SOURCE RECORDS:
******************************

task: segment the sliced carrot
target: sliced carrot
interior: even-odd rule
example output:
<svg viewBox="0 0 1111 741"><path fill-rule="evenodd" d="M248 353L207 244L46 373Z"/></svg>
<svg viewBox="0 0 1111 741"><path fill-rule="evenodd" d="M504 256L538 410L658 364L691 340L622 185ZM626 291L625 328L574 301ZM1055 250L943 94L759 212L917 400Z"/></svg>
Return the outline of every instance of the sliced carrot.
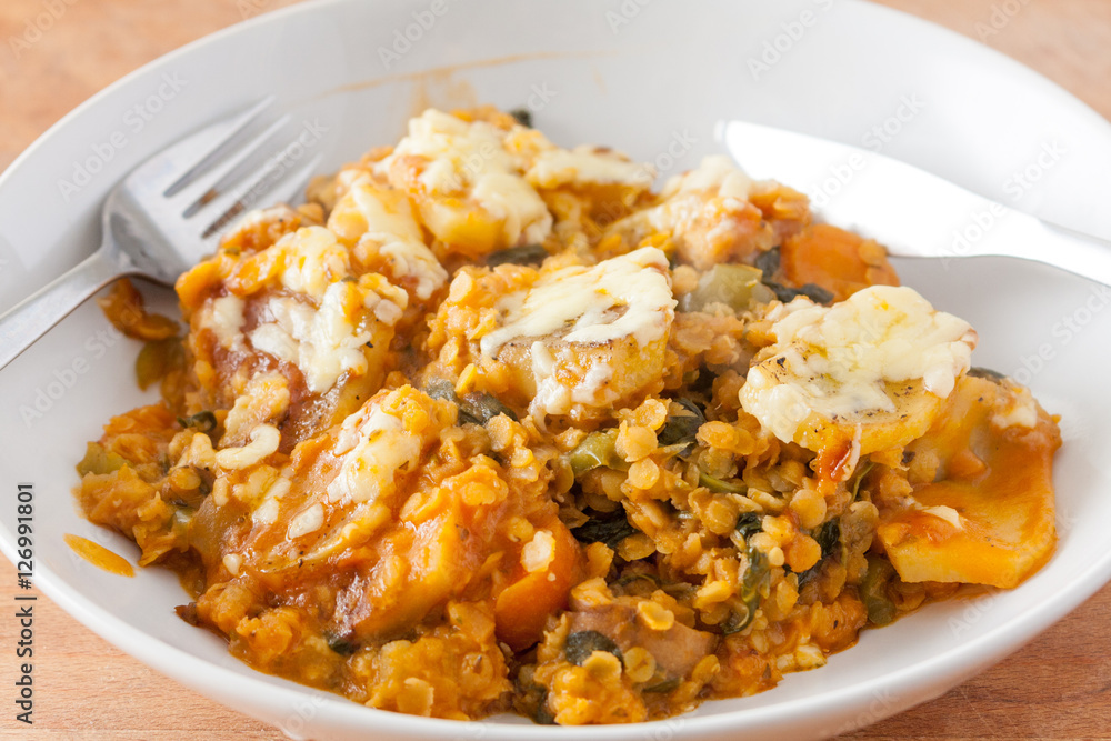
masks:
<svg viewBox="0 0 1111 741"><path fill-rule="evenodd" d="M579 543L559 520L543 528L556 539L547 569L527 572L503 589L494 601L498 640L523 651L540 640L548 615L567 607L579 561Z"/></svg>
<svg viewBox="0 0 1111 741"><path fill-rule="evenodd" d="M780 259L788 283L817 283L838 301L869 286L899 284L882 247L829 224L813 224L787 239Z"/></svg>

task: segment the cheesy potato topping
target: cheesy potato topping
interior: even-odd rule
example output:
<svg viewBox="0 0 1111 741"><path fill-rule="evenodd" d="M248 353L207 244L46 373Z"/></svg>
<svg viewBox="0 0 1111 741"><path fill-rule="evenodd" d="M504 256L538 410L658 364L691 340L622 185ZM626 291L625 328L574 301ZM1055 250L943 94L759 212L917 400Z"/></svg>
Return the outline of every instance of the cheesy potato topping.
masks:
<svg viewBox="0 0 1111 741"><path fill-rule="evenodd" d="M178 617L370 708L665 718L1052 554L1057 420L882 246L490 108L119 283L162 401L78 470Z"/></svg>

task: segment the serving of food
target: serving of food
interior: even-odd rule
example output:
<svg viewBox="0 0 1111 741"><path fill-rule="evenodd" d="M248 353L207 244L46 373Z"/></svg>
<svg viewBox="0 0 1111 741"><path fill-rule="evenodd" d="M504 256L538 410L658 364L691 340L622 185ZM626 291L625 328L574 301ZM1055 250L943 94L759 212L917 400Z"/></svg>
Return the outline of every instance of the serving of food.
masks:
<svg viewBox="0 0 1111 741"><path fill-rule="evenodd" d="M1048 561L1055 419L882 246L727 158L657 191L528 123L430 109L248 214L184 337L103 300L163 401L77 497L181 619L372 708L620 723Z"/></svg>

******************************

PROBLEM DETAILS: Turn the lines starting at the one containing "task: segment the serving of food" and ending at the last line of the entries into a Markdown table. Use the columns Row and Entry line, numbering each line and leaving out blank lines.

TASK RESPONSE:
| Row | Entry line |
|---|---|
| 1 | task: segment the serving of food |
| 2 | target: serving of food |
| 3 | interior: even-odd rule |
| 4 | example output: |
| 5 | <svg viewBox="0 0 1111 741"><path fill-rule="evenodd" d="M248 353L207 244L46 373Z"/></svg> |
| 6 | <svg viewBox="0 0 1111 741"><path fill-rule="evenodd" d="M504 256L538 410L658 364L691 340L622 185ZM626 291L625 328L574 301ZM1055 250L943 94L759 212L917 400Z"/></svg> |
| 7 | Return the outline of every instance of the serving of food. |
| 8 | masks: |
| 9 | <svg viewBox="0 0 1111 741"><path fill-rule="evenodd" d="M1048 561L1055 419L882 246L727 158L657 191L528 123L430 109L248 214L184 337L103 300L163 401L77 497L181 619L372 708L620 723Z"/></svg> |